### PASSAGE TO READ
::::

Purpose of the Study:

  • To develop a methanol-fixation and processing method for preserving human peripheral blood mononuclear cells (PBMCs) for single-cell RNA sequencing (scRNA-Seq).
  • To optimize the fixation and rehydration steps to maintain RNA integrity and compatibility with the 10× Chromium platform.

Main Methods:

  • Developed a three-step methanol fixation protocol (fixation, storage, rehydration) for PBMCs.
  • Investigated RNA degradation during different protocol steps and tested alternative buffers (PBS vs. SSC).
  • Validated the optimized protocol using the 10× Chromium scRNA-Seq workflow.

Main Results:

  • PBMC RNA degradation occurred during PBS rehydration, not fixation or storage (up to 3 months).
  • Resuspension in 3× saline sodium citrate (SSC) buffer, instead of PBS, preserved RNA integrity and prevented leakage.

::::

### TASKS TO PERFORM
1. From the study summary above, list the steps of the methanol fixation protocol for PBMCs.
2. Write the next part of the study summary above, starting after its last line.

::::

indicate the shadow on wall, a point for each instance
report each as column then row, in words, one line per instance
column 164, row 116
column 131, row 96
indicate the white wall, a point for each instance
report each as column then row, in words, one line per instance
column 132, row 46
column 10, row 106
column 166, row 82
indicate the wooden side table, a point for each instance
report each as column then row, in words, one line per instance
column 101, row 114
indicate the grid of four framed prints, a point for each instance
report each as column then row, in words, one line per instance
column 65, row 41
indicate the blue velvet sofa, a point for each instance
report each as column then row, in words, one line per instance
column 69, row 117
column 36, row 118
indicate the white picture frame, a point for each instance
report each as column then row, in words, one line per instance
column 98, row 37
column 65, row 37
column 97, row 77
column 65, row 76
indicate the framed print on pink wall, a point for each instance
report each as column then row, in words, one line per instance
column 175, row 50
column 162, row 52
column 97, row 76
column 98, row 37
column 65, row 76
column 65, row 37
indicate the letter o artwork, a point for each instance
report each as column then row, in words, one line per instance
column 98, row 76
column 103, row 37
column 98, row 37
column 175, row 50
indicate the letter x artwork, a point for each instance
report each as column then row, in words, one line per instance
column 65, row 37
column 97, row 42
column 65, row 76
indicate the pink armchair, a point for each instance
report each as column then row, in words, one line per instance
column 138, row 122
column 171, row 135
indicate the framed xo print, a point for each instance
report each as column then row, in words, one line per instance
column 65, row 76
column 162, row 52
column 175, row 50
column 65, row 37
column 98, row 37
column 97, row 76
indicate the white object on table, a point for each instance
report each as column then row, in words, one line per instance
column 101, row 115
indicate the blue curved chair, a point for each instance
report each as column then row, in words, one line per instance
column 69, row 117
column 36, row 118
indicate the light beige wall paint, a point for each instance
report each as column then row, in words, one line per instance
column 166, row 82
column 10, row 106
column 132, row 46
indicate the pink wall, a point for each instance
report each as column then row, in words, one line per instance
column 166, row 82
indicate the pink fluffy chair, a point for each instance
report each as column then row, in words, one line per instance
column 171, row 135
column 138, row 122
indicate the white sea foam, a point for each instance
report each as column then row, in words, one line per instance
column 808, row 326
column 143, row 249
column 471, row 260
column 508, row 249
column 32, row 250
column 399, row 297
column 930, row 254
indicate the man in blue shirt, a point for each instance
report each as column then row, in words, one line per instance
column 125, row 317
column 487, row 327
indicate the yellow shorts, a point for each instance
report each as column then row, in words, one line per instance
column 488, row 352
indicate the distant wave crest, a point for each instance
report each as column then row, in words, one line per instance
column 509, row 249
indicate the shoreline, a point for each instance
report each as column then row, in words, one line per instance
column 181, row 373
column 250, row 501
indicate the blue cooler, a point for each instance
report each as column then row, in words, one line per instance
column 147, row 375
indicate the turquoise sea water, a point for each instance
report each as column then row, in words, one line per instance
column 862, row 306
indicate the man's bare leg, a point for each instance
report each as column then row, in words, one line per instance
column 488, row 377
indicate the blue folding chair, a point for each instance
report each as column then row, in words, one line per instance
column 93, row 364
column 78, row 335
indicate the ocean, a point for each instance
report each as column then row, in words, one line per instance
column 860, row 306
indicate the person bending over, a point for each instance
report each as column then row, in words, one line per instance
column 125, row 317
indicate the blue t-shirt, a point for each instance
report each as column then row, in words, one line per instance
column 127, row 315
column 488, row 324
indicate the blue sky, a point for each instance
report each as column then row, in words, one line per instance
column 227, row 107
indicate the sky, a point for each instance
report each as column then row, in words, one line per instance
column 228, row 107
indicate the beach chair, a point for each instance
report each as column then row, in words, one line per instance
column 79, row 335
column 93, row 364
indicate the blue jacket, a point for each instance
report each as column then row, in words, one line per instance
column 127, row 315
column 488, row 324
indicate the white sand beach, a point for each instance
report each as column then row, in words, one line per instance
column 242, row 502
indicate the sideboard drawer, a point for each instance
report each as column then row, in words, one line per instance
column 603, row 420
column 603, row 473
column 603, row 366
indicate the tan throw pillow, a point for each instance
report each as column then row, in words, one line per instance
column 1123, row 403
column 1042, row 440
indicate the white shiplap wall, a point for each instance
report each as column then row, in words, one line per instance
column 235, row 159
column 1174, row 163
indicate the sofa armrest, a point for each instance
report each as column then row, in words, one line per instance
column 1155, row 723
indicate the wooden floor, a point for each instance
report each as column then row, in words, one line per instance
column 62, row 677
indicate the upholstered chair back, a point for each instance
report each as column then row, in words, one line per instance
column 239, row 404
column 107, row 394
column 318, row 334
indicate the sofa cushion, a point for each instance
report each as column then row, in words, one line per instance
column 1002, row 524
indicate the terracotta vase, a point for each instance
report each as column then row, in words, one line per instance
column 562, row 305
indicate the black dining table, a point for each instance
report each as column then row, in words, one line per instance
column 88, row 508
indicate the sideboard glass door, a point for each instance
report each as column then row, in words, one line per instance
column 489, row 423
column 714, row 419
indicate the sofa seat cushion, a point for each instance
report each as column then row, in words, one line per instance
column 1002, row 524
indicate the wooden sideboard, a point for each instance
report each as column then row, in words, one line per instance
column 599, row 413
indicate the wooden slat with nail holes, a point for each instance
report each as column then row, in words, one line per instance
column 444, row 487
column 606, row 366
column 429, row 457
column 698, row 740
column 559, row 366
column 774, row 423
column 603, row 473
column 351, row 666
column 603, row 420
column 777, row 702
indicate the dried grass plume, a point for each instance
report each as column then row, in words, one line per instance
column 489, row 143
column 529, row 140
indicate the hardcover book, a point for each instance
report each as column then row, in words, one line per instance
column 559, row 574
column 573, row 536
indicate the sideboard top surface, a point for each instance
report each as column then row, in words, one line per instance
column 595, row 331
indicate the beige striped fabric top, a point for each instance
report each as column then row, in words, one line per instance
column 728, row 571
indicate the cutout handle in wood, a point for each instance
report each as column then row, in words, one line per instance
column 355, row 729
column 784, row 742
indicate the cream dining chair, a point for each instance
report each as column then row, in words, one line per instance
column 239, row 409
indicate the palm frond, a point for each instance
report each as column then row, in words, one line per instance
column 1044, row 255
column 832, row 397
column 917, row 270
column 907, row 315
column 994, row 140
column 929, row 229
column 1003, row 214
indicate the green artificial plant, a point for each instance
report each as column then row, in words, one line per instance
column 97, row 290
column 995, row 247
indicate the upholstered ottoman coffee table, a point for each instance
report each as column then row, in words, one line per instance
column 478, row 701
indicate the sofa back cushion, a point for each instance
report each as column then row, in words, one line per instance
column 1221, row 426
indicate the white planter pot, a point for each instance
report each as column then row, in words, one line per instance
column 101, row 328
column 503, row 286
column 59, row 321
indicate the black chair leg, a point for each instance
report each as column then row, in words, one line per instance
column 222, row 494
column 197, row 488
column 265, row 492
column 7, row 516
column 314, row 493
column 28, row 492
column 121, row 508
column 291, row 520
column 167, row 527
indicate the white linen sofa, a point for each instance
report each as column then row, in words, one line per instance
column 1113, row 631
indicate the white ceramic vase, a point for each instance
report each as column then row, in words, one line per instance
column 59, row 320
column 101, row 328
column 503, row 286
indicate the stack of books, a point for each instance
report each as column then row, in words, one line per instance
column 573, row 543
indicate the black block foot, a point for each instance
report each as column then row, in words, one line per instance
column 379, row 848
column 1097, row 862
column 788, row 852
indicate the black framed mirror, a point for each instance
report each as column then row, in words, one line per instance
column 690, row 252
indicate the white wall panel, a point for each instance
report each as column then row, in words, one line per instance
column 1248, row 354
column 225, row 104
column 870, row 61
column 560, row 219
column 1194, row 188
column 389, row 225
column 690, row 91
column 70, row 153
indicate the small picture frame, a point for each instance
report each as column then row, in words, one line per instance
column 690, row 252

::::

### TASK ANSWERS
1. fixation, storage, rehydration

2.
  • Methanol-fixed PBMCs in SSC integrated seamlessly into scRNA-Seq workflows, yielding high-quality data comparable to live cells without altering transcriptional profiles or cell subpopulations.

Conclusions:

  • The optimized methanol fixation and SSC buffer protocol effectively preserves primary cell RNA for scRNA-Seq.
  • This method enables complex experimental designs, including batching, with fixed primary cells and tissues.
  • The protocol is adaptable to various cell types, expanding the utility of single-cell analysis.